DOCUMENT PASSAGE:
• • •
Genomic deletion of target antigens in Raji-Luc lines does not alter proliferation or viability. (A) Schematic representation of CRISPR-Cas9–mediated strategy to generate single, double, and triple knockout (KO) Raji-Luc cell lines. (B–D) Amplicon sequencing data showing genomic deletions at the CD19 (B), CD20 (C), and CD22 (D) loci in the respective KO lines, confirming targeted gene disruption. (E) Proliferation assay comparing all the Raji-Luc KO lines and control Raji-Luc-WT over 96 h. Data plotted as fold change normalized to Raji WT. (F) Viability analysis after 2 h incubation with AlamarBlue reveals no significant differences between Raji WT, Raji-Luc WT, and KO lines. Statistical analysis was performed using ordinary one-way ANOVA followed by the Dunnett’s multiple comparisons test. *, p < 0.05; ns = not significant.
• • •
Region pointing data
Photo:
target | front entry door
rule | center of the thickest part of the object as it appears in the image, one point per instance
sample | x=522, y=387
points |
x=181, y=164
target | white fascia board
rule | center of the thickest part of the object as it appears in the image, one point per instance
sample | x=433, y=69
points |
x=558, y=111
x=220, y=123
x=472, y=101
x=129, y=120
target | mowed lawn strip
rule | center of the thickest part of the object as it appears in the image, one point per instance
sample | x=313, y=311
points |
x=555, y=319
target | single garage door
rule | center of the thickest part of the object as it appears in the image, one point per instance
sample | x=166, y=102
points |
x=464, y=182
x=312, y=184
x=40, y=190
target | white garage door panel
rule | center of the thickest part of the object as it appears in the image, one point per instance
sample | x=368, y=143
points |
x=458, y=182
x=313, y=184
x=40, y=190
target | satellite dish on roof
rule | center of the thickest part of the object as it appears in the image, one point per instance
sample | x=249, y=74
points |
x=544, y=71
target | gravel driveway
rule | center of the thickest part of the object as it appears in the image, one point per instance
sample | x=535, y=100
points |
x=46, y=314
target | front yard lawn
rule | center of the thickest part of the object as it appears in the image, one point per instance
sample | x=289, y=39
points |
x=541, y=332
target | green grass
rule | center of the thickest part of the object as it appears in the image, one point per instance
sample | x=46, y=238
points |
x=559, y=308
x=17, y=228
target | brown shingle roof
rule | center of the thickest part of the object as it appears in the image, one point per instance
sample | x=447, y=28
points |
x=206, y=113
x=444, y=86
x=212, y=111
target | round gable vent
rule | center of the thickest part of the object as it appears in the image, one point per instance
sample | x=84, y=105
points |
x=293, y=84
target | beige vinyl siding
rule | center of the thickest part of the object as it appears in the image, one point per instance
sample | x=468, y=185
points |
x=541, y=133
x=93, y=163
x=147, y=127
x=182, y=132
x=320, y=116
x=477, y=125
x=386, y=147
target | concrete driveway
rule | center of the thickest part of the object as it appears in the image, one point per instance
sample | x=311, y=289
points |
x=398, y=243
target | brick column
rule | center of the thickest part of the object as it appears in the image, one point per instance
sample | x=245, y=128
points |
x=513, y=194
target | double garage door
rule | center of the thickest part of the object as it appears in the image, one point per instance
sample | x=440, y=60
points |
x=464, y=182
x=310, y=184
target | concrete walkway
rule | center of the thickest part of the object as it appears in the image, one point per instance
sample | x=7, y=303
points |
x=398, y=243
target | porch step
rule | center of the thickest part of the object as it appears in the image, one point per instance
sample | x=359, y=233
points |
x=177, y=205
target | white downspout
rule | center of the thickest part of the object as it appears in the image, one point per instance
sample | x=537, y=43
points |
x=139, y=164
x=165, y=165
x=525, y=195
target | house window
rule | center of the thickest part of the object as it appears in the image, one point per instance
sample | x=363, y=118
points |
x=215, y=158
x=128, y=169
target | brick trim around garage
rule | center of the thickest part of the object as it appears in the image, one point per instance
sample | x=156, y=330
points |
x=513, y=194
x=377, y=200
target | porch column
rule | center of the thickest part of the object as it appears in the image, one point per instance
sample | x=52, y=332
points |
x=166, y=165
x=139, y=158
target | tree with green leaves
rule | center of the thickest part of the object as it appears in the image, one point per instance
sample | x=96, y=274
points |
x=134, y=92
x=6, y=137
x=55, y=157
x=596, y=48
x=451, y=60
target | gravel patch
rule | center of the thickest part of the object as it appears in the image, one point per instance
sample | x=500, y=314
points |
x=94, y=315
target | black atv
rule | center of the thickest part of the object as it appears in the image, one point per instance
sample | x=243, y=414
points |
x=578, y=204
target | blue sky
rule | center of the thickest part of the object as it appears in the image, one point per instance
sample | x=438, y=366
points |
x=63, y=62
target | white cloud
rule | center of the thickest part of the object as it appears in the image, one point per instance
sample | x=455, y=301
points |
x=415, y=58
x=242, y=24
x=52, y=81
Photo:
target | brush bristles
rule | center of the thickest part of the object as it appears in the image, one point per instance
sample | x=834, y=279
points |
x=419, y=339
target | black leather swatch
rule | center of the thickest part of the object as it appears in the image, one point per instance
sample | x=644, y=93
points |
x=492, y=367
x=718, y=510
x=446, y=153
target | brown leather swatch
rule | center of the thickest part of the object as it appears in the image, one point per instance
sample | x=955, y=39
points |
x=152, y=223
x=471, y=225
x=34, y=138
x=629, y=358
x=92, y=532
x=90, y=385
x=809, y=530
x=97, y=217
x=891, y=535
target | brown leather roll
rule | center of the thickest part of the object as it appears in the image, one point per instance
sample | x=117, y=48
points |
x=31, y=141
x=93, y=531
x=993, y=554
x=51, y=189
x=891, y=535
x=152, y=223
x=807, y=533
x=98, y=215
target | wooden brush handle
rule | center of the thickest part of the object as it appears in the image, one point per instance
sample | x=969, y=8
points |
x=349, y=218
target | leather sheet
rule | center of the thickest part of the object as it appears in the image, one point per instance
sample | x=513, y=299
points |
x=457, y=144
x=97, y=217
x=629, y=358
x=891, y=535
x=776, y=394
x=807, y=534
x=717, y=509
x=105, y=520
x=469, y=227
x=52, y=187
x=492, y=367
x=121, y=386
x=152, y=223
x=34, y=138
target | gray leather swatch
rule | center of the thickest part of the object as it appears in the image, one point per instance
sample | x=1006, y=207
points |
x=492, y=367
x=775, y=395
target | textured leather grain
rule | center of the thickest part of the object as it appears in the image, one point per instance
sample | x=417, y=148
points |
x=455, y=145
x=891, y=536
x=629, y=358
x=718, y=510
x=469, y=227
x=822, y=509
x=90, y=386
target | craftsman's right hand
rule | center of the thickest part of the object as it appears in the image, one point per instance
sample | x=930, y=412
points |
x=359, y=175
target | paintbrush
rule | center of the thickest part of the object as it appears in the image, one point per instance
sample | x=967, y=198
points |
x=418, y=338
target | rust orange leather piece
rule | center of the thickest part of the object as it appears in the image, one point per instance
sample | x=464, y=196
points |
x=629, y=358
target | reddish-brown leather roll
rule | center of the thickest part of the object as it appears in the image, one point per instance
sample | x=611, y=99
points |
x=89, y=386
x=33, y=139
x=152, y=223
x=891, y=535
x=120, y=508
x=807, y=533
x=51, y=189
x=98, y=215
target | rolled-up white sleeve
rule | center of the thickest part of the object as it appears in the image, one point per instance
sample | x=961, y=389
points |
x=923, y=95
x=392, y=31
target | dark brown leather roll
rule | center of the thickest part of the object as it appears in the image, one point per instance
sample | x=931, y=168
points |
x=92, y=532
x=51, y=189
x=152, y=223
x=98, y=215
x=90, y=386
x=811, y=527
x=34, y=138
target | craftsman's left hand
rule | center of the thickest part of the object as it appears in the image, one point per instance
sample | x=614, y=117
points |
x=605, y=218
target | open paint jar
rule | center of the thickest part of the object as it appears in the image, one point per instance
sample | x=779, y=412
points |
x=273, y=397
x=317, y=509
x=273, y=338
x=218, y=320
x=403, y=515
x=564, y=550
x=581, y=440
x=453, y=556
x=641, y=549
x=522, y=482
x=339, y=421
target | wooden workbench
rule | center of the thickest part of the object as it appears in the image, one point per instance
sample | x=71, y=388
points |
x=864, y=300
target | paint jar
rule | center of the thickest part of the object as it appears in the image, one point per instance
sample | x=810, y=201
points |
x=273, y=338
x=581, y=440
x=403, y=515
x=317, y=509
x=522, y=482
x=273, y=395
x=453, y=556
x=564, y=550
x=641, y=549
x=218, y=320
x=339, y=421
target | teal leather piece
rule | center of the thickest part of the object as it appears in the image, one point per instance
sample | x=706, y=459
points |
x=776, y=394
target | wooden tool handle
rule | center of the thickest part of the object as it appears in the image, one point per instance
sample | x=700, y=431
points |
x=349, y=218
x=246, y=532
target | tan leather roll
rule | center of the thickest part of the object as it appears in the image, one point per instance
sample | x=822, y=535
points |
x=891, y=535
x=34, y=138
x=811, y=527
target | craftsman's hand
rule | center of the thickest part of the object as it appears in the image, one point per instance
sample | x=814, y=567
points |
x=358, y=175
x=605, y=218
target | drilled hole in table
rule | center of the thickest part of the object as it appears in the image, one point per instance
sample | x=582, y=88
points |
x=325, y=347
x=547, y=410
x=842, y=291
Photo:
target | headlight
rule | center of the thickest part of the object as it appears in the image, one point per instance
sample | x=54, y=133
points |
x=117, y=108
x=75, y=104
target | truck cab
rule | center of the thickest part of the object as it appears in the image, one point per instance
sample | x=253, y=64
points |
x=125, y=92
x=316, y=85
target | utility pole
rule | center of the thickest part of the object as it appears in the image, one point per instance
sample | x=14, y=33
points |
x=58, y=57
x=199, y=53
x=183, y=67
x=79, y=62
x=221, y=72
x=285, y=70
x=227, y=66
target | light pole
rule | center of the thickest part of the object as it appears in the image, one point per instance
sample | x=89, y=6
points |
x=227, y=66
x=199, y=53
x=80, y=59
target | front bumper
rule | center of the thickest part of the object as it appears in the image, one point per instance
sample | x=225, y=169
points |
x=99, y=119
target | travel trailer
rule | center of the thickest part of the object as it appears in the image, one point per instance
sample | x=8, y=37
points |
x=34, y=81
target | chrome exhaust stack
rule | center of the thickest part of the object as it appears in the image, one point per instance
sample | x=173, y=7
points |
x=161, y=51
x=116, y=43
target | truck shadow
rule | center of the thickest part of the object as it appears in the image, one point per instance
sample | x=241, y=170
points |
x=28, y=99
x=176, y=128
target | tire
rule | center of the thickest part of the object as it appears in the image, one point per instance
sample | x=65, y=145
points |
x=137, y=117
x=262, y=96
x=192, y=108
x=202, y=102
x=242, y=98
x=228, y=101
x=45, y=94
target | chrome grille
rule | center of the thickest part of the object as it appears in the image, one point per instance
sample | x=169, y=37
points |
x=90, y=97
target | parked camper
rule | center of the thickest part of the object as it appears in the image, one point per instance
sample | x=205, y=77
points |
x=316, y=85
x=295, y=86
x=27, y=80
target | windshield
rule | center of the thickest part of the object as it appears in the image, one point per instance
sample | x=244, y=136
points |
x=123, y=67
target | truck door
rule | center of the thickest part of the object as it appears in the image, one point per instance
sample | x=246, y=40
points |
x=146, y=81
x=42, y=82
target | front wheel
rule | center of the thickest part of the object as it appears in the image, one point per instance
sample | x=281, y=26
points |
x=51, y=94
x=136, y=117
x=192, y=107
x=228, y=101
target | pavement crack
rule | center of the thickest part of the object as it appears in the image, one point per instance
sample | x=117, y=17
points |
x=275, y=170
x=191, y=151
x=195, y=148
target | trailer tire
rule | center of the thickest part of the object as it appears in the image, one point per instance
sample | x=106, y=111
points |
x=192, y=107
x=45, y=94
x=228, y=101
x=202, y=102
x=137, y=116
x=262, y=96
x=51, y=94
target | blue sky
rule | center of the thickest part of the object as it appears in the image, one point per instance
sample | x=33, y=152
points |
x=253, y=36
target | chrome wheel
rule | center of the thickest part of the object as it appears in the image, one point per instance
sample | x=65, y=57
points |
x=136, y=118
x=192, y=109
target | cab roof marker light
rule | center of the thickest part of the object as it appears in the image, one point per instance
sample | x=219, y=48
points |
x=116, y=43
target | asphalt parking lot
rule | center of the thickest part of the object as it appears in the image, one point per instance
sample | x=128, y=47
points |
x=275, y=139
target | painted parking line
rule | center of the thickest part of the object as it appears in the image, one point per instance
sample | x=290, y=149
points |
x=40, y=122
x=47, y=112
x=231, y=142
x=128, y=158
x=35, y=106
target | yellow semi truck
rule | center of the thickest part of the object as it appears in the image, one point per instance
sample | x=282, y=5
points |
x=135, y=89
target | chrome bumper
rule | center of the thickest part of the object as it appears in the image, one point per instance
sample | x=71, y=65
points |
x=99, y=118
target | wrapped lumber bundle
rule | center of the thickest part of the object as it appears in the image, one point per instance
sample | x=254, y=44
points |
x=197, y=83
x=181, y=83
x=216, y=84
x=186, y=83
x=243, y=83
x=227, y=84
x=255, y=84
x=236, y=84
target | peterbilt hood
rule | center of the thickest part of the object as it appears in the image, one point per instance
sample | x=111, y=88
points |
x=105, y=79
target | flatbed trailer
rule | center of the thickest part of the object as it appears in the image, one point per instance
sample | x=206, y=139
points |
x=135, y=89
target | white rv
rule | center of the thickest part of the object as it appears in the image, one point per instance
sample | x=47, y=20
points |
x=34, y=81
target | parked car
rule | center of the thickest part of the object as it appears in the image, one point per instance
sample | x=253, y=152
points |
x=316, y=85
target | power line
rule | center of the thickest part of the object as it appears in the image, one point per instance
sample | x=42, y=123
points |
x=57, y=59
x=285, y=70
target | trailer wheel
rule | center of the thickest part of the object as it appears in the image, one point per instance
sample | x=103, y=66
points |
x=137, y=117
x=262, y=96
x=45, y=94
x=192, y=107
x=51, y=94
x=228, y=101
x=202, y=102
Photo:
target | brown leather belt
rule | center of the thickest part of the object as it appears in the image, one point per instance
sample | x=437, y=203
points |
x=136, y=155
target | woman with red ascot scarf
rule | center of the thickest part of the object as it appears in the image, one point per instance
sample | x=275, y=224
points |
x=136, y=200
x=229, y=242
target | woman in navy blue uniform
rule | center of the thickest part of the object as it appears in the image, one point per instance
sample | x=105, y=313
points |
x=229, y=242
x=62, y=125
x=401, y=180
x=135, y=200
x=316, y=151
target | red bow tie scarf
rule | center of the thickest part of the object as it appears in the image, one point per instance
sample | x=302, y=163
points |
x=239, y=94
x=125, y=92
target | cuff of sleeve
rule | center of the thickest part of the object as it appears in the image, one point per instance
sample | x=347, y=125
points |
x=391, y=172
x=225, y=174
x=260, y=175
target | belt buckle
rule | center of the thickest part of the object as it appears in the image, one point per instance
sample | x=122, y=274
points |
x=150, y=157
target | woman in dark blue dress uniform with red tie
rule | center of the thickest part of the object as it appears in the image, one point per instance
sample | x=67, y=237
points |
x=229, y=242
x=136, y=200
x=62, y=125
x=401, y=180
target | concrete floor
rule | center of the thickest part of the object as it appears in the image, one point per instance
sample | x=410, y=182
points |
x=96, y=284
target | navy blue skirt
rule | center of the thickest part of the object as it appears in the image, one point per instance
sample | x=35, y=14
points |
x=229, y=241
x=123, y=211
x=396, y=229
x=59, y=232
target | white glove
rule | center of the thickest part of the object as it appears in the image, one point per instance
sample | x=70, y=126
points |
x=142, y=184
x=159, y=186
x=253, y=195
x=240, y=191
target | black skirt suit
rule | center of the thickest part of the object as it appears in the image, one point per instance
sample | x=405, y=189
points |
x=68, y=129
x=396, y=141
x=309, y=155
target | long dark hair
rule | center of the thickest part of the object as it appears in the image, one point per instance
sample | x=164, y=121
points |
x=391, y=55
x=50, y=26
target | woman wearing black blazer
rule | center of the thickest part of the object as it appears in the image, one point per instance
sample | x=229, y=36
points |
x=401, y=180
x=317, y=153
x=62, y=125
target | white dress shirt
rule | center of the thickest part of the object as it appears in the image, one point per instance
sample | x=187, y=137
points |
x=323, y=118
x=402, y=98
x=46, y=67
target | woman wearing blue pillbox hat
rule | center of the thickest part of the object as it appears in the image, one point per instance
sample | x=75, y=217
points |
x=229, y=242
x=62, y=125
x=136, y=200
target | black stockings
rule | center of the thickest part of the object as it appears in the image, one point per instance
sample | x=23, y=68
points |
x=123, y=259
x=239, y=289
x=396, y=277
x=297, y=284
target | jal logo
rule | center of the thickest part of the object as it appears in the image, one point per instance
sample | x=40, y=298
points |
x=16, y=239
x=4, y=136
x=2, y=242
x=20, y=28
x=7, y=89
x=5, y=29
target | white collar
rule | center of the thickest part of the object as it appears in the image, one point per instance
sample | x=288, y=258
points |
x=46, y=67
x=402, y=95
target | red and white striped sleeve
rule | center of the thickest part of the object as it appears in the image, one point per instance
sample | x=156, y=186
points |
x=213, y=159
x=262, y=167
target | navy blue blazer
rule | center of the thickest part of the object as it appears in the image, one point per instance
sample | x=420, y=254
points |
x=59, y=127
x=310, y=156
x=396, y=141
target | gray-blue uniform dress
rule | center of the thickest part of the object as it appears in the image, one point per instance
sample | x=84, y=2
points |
• • •
USING THE INFORMATION:
1. List the gene loci at which the figure legend reports genomic deletions.
2. Render this sentence from the figure legend in Spanish: "Statistical analysis was performed using ordinary one-way ANOVA followed by the Dunnett’s multiple comparisons test."
3. From the figure legend, pull out everything from "Genomic deletion of" down to "ns = not significant.".

ANSWER SET:
1. CD19, CD20, CD22

2. El análisis estadístico se realizó mediante un ANOVA ordinario de una vía seguido de la prueba de comparaciones múltiples de Dunnett.

3.
Genomic deletion of target antigens in Raji-Luc lines does not alter proliferation or viability. (A) Schematic representation of CRISPR-Cas9–mediated strategy to generate single, double, and triple knockout (KO) Raji-Luc cell lines. (B–D) Amplicon sequencing data showing genomic deletions at the CD19 (B), CD20 (C), and CD22 (D) loci in the respective KO lines, confirming targeted gene disruption. (E) Proliferation assay comparing all the Raji-Luc KO lines and control Raji-Luc-WT over 96 h. Data plotted as fold change normalized to Raji WT. (F) Viability analysis after 2 h incubation with AlamarBlue reveals no significant differences between Raji WT, Raji-Luc WT, and KO lines. Statistical analysis was performed using ordinary one-way ANOVA followed by the Dunnett’s multiple comparisons test. *, p < 0.05; ns = not significant.